# Cercando Giustizia



## scrittore (14 Maggio 2012)

Loretta era una ragazza curiosa, per questo decise di entrare in polizia.
Amava guardare dentro alle cose, attraverso i puntini. Li cercava, li trovava, li univa per poi osservare la figura che ne usciva e farsi una idea del quadro generale e risolvere il caso.
Era ossessionata dalla Giustizia.
Ma la giustizia è come un’ amante. E’ l’eterna seconda. Viene sempre dopo. Prima c’è un assassino che uccide, un ladro che ruba, un truffatore che incastra qualche povero vecchietto innocente.
Dopo vengono le famiglie delle vittime, la scena di una casa devastata, lo sbalordimento di un conto in rosso senza un apparente motivo.
Solo all’ultimo si sente, unanime, il desiderio di un risarcimento morale da parte di chi ha perso tutto. Solo allora si cerca la Giustizia. Quando è ormai tutto finito.
Ed era il desiderio di eliminare, un giorno, questo desiderio che Loretta decise di entrare a far parte della “buoncostume”, per prevenire il crimine.
Per evitare di far entrare in scena la Giustizia solo quando ormai è troppo tardi.
La sua attività si svolgeva tra le prostitute. Si concedeva in cambio di informazioni. Si lasciava toccare ovunque pur di ricavare una prova.
La sua attività non era, per cosi dire, da manuale.
Tuttavia risolveva i casi, e fintanto che nessuno lo sapeva, i suoi superiori la lasciavano fare.
 Di recente aveva preso parte alle indagini sulla presunta corruzione del Senatore G.
Era riuscita a infiltrarsi come escort presso una sua festa a Milano, dove sperava di ottenere qualche indizio, ma venne a conoscenza solamente di un tentativo di ingannare l’elettorato attraverso false statistiche fornite da una società chiamata Arkham.
Voleva saperne di più,così tra un bacio rubato e qualche palpatina sul sedere venne a sapere da uno dei partecipanti che in realtà la Arkham aveva dato mandato ad un’altra società di realizzare per loro conto un software in grado di alterare in modo significativo le fonti dei dati. Il capo di quella società si trovava proprio seduto sul divano poco distante da lei.
_- io mi chiamo Loretta -_
Fu così che mi ritrovai con le sue labbra assetate di informazioni tra le gambe.
Ma, come ricorderete, non fui così tanto disponibile a provare l'ebrezza di un rapporto senza precauzioni. 
Senza volerlo, la mia reticenza alle escort mi salvò da una accusa di favoreggiamento.
Dopo essermene andato da quella festa, Loretta inizio a prendere informazioni su di me.
L’auto nera che vedevo in questi giorni era guidata da alcuni suoi informatori.
Era arrivata perfino a Giulia e alla Maxwell & Co.

◆ **Elenco disponibile**:

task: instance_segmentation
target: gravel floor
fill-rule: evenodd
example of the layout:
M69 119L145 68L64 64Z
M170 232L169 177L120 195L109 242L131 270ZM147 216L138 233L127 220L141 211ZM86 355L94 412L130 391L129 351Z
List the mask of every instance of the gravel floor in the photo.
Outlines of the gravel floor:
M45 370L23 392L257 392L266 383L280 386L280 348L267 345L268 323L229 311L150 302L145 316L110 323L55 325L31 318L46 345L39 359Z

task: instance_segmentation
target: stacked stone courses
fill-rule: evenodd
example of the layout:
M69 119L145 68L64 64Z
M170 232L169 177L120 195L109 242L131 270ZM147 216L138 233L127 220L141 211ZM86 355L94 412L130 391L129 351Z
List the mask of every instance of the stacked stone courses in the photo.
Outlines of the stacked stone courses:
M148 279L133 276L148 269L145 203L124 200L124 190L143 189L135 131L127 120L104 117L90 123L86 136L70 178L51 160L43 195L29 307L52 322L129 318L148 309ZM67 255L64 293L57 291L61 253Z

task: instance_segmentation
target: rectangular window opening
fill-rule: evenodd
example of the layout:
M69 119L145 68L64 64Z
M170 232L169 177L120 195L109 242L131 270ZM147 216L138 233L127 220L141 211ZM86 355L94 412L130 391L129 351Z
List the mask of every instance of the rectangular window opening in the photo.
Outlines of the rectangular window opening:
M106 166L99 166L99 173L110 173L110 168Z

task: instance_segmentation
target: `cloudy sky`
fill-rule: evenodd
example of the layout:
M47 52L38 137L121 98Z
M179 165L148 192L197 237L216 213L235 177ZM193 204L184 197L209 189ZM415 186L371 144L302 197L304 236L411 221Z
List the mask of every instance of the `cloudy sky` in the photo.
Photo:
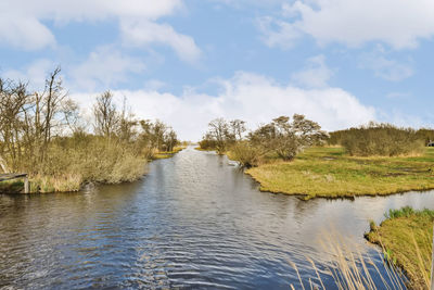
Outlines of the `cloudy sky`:
M434 127L433 0L1 0L0 76L125 96L196 140L215 117Z

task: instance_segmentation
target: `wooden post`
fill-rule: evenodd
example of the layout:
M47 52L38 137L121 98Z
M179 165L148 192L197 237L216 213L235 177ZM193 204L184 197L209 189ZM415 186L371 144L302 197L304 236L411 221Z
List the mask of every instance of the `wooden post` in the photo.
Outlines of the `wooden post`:
M27 175L24 177L24 193L30 193L30 182Z

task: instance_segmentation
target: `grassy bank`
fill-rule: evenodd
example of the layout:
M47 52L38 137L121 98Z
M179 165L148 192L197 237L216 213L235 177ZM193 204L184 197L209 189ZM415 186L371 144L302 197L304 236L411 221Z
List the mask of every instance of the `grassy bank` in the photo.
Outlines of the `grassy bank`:
M169 159L173 157L176 153L181 152L184 150L187 147L180 146L180 147L175 147L173 151L162 151L157 152L152 156L152 160L158 160L158 159Z
M386 217L379 227L371 223L366 238L380 244L385 257L406 272L412 289L429 289L434 211L404 207Z
M293 162L268 159L246 171L260 190L339 198L434 188L434 148L421 156L354 157L341 147L310 148Z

◆ **Azioni richieste**:
1 > Ricopia senza alcuna modifica le righe dell'elenco che vanno dall'inizio dell'elenco fino alla riga che contiene "M148 279L133 276L148", estremi inclusi.
2 > Riprendi il racconto su Loretta e la Giustizia dal punto in cui si ferma.

◆ **Risultati dell'esercizio**:
1 >
task: instance_segmentation
target: gravel floor
fill-rule: evenodd
example of the layout:
M69 119L145 68L64 64Z
M170 232L169 177L120 195L109 242L131 270ZM147 216L138 233L127 220L141 211ZM86 355L94 412L130 391L129 351Z
List the mask of every instance of the gravel floor in the photo.
Outlines of the gravel floor:
M45 370L23 392L257 392L266 383L280 386L280 348L267 345L268 323L229 311L150 302L145 316L110 323L55 325L31 318L46 345L39 359Z

task: instance_segmentation
target: stacked stone courses
fill-rule: evenodd
example of the layout:
M69 119L145 68L64 64Z
M170 232L169 177L120 195L109 242L131 270ZM147 216L138 233L127 220L141 211ZM86 355L94 412L130 391L129 351Z
List the mask of every instance of the stacked stone courses in the photo.
Outlines of the stacked stone courses:
M148 279L133 276L148 269L145 203L124 200L124 190L143 189L135 131L127 120L104 117L90 123L86 136L70 178L51 160L43 195L29 307L52 322L129 318L148 309ZM67 255L64 293L57 291L61 253Z

2 >
Sapeva delle mie attività con lei, sapeva dei miei rapporti di amicizia con Lorenzo. Sapeva del contratto che avevo firmato con la Arkham.
Un contratto che mi avrebbe tutelato dal punto di vista finanziario qualora si fossero presentati problemi di natura legale a patto che la mia società si accollasse tutto il peso di un eventuale danno di immagine.
< E’ il modo di fare della Arkham > mi spiegò durante il nostro incontro nel mio ufficio.
<Ci sarà una indagine, la Arkham sarà indagata e condannata per aver ingannato l’elettorato utilizzando sondaggi falsificate da strumenti software. Per la collaborazione con la polizia la sua azienda sarà tenuta fuori da tutto questo, tuttavia la arkham farà valere il suo contratto e il giudice sarà costretto ad attribuire il danno di immagine alla sua azienda qualora la arkham facesse a lei  una offerta economica pari alle spese per la copertura dei danni derivanti dalla perdita di immagine.>
Ma c’era dell’altro.
Loretta mi spiegò che la Arkham era come un buco nero. Non era nuova ad attività come queste. Le volte in cui andava male, faceva ricadere le responsabilità alle aziende con cui aveva stipulato i suoi mandati. Successivamente si offriva di ripagarne tutte le spese in cambio di una partecipazione attiva all’azienda.

In altre parole, la Arkham, nella figura dell'amico Lorenzo,  aveva tutta l'intenzione di prendersi la mia società.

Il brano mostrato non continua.